Passage to read:
+ + +
A Superior Court judge who sentences a criminal defendant to a term of more than two and one-half years in a State correctional facility has no authority to order him held in the custody of a county sheriff in a county jail or house of correction without the consent of the sheriff in the absence of an emergency which could be alleviated by such an order or a constitutional deprivation which could be remedied by such an order. [635-636]

CIVIL ACTION commenced in the Supreme Judicial Court for the county of Suffolk on January 5, 1981.

The case was reported by Wilkins, J.

Michael C. Gilman (Kevin F. Moloney with him) for the plaintiffs.

Linda M. Irvin, Assistant Attorney General (E. Michael Sloman, Assistant Attorney General, with her) for Commissioner of Correction.

Judith M. Cabaniss, Judith A. Stalus & Ann Lambert Greenblatt for Charles M. Roberts & others, amici curiae, submitted a brief.

Page 632


WILKINS. J. A single justice of this court has reported to us a question concerning the authority of a judge of the Superior Court to order that a criminal defendant, sentenced to a term of more than two and one-half years in a State correctional facility, be held in the custody of a county sheriff in a county jail or house of correction when no space is available at any State institution. [Note 3] The parties have stipulated to facts bearing on the reported question. [Note 4] We conclude that, in the circumstances presented, a judge of the Superior Court does not have the authority to order that a criminal defendant be held in a county facility after the defendant has been sentenced to a State correctional facility. In the circumstances of this case, we answer the reported question in the negative.

The plaintiffs are the sheriff and the county commissioners of Middlesex. The sheriff has responsibility for the operation of the Middlesex County jail and house of correction at Billerica (Billerica), and he has the custody and control of Billerica and all prisoners committed to it. See G. L. c. 126, Sections 16. The county Commissioners have certain statutory duties concerning Billerica. See G. L. c. 126, Sections 8, 11; G. L. c. 34, Section 14. The Commissioner of Correction (commissioner) is responsible, in part, for the administration and operation of correctional facilities of the Department of Correction (department) and has statutory obligations with respect to county jails and correctional facilities. See G. L. c. 124, Sections 1, 6, and c. 127, Sections 1A, 1B.
+ + +
Data listing:
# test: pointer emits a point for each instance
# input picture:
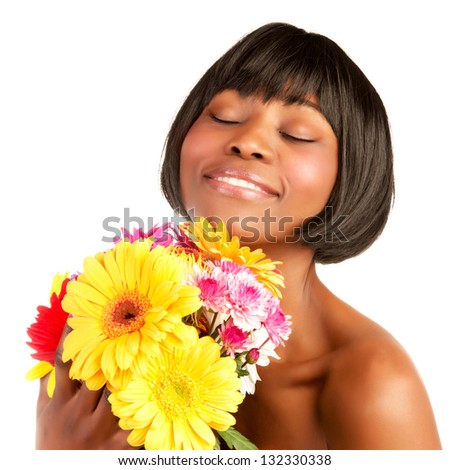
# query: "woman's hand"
(75, 417)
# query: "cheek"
(312, 182)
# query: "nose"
(249, 142)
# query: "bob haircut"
(281, 61)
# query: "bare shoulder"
(374, 398)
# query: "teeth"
(238, 182)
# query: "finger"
(65, 387)
(43, 397)
(88, 400)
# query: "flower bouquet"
(175, 323)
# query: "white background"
(87, 92)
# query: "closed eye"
(295, 138)
(221, 120)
+ + +
Exercise set:
**A)** In the court opinion, who are the plaintiffs?
**B)** State whether each statement agrees with the court opinion, giving yes or no and quoting the deciding words: (i) The civil action was commenced in the Supreme Judicial Court for the county of Suffolk. (ii) The court answers the reported question in the affirmative. (iii) The Middlesex County jail and house of correction is located at Billerica.
The records have no role here.

In response:
**A)** The sheriff and the county commissioners of Middlesex.

**B)**
(i) Yes: "CIVIL ACTION commenced in the Supreme Judicial Court for the county of Suffolk on January 5, 1981."
(ii) No: "In the circumstances of this case, we answer the reported question in the negative."
(iii) Yes: "the Middlesex County jail and house of correction at Billerica (Billerica)"